Record extracts:
---*---

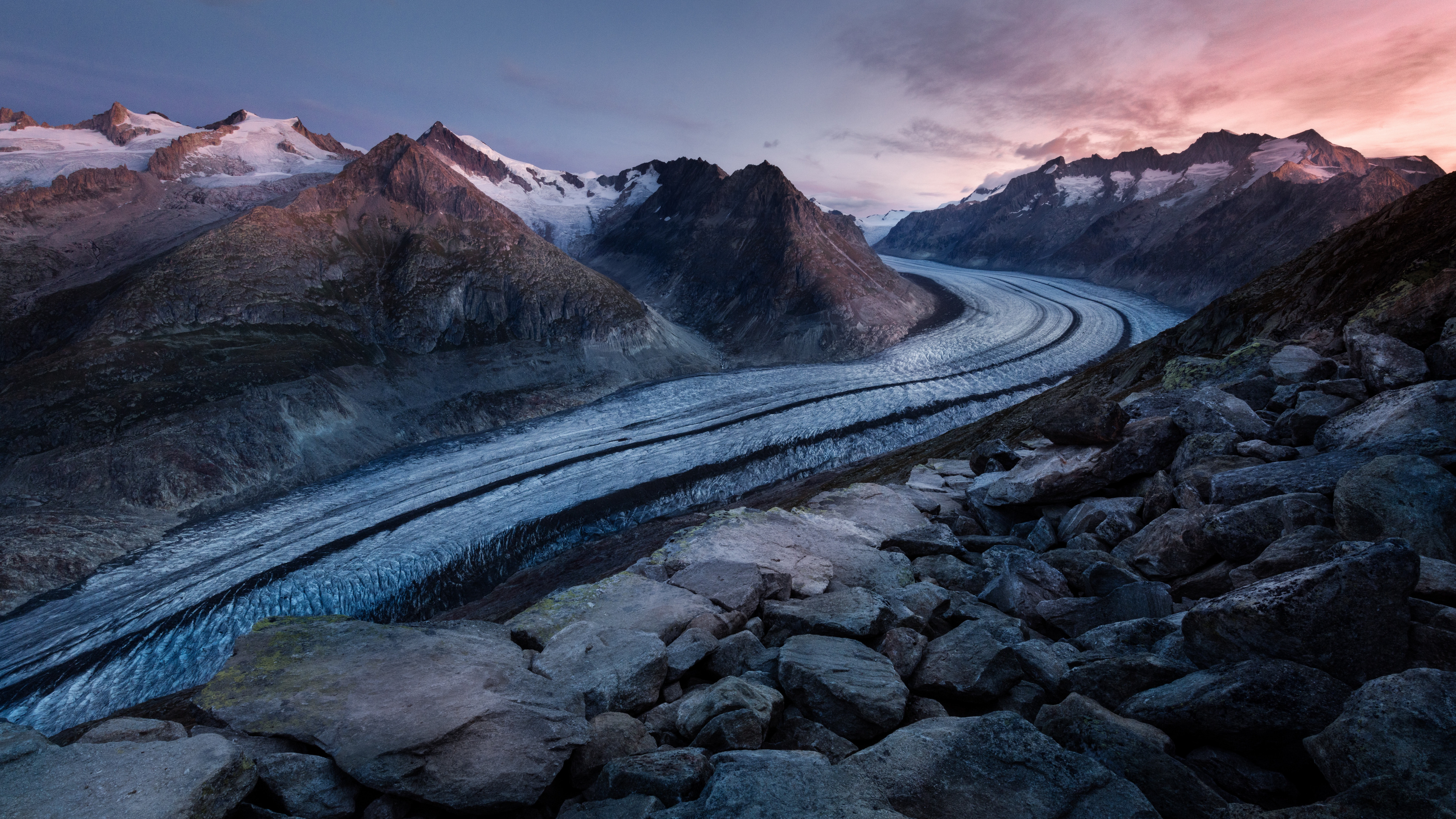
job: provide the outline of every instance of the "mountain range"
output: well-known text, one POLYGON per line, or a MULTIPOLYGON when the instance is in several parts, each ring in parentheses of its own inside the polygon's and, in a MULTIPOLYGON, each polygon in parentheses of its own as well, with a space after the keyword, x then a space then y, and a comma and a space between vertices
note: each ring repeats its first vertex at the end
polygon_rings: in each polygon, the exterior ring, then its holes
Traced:
POLYGON ((1059 156, 1005 188, 906 216, 875 249, 1088 278, 1197 309, 1443 173, 1425 156, 1367 159, 1315 131, 1214 131, 1179 153, 1059 156))

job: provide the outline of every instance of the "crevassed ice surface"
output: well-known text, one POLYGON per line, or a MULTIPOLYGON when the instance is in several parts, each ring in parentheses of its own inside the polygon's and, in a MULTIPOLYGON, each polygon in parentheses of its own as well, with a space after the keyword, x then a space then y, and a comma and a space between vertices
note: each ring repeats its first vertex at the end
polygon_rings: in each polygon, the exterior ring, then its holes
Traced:
POLYGON ((179 530, 0 621, 0 714, 55 732, 205 682, 265 616, 430 616, 593 533, 974 421, 1182 318, 1076 280, 885 261, 967 310, 859 361, 651 383, 179 530))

---*---

Task: Copy every line of the items shown above word for word, leaving out the pictures.

Task result:
job: provide the outline of every instance of the "mountain range"
output: well-known text, one POLYGON per line, or a MULTIPOLYGON when the instance is in several parts, each ring in parentheses of its own inside the polygon's and, in a MULTIPOLYGON, each polygon in parentheses of its own as well, with a space after the keyword, x then a space then y, and a comma and a space between vertices
note: each ring repeats its first vertex at the end
polygon_rings: in each polygon, the exterior ring, then its holes
Traced:
POLYGON ((1059 156, 1005 188, 906 216, 875 249, 1088 278, 1197 309, 1443 173, 1425 156, 1367 159, 1315 131, 1214 131, 1179 153, 1059 156))

job: provide the outline of every instance of the "crevassed ice surface"
output: well-known text, one POLYGON per line, or a MULTIPOLYGON when the instance is in several parts, each ring in parentheses of its own inside the polygon's and, in a MULTIPOLYGON, each polygon in parentheses of its own as well, with a space after the keyword, x then a space then y, and a comma and a space between vertices
note: each ring repeats its first vertex at the end
polygon_rings: in each polygon, the exterior ring, then its holes
Traced:
POLYGON ((179 530, 0 621, 0 714, 55 732, 205 682, 265 616, 430 616, 593 533, 974 421, 1182 318, 1076 280, 885 261, 967 310, 859 361, 651 383, 179 530))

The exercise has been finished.